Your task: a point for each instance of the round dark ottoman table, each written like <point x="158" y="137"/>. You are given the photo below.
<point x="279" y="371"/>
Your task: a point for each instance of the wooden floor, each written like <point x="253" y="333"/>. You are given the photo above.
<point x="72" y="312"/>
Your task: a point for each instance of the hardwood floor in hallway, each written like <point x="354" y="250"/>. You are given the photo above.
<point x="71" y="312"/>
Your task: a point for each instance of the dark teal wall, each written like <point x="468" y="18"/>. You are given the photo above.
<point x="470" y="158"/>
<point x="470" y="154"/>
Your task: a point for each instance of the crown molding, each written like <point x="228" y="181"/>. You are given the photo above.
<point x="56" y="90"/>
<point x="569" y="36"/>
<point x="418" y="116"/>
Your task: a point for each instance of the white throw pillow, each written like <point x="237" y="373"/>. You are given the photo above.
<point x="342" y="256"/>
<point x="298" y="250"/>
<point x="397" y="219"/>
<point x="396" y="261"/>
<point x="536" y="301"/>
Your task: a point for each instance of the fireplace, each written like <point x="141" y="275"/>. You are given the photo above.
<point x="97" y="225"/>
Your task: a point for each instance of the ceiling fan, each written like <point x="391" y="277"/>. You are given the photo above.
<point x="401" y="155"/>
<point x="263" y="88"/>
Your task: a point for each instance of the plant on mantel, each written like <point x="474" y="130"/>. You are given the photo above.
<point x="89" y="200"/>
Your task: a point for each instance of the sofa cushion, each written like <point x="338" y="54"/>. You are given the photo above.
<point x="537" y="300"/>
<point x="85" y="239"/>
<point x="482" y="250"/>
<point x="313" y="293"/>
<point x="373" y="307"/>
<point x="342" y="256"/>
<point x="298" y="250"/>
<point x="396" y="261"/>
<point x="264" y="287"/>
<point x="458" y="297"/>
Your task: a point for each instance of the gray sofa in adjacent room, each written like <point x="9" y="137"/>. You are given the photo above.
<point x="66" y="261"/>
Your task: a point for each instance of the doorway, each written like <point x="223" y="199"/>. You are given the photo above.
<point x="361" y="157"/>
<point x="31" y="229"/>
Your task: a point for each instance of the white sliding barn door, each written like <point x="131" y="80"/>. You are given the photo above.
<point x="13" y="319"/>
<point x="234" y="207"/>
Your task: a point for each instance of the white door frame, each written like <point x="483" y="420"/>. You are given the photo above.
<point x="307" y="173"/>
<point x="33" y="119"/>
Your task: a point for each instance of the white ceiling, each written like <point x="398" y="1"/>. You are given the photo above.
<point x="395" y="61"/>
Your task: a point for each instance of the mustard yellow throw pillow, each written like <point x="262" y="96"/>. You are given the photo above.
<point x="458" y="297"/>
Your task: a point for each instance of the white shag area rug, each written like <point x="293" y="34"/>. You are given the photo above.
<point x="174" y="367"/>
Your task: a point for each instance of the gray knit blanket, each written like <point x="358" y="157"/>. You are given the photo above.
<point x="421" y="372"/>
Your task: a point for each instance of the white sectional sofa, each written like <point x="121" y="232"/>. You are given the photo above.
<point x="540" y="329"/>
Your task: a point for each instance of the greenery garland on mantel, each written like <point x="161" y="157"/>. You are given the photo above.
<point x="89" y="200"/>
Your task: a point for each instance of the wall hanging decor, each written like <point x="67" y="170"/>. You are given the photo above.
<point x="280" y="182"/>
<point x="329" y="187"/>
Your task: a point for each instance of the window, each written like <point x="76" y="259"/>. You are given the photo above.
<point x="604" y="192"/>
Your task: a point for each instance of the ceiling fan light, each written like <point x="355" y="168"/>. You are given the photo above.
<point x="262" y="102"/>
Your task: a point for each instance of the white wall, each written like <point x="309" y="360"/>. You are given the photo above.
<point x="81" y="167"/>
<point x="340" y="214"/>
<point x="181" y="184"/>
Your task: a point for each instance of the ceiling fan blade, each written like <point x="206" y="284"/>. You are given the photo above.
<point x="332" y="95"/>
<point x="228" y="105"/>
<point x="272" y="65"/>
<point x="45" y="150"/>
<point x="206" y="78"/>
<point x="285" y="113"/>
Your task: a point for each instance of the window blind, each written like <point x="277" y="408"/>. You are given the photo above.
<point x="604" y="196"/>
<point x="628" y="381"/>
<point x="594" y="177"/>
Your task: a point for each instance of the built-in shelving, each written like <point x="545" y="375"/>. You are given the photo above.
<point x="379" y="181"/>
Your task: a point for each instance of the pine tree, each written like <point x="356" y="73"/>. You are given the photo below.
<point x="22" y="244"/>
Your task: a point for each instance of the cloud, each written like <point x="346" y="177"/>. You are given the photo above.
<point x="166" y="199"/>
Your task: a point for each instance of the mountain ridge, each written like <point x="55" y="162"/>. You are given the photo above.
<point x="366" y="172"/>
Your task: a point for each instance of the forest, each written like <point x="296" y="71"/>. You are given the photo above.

## Challenge
Only the lines from the one containing "window blind, each" through the end of the material should be reproduced, exactly, with both ends included.

## Correct answer
Your task: a point for each instance of the window blind, each written like <point x="277" y="408"/>. You are given the photo above.
<point x="604" y="196"/>
<point x="628" y="381"/>
<point x="594" y="177"/>
Your task: a point for each instance of the built-in shelving, each written like <point x="545" y="375"/>. You are given the photo above.
<point x="379" y="181"/>
Your task: a point for each instance of the pine tree, each written like <point x="356" y="73"/>. You are given the photo below.
<point x="22" y="244"/>
Your task: a point for each instance of the cloud, each written like <point x="346" y="177"/>. You are given the photo above.
<point x="166" y="199"/>
Your task: a point for each instance of the mountain ridge, each written like <point x="55" y="162"/>. You are given the photo above.
<point x="366" y="172"/>
Your task: a point for each instance of the forest, each written like <point x="296" y="71"/>. You are given the photo above.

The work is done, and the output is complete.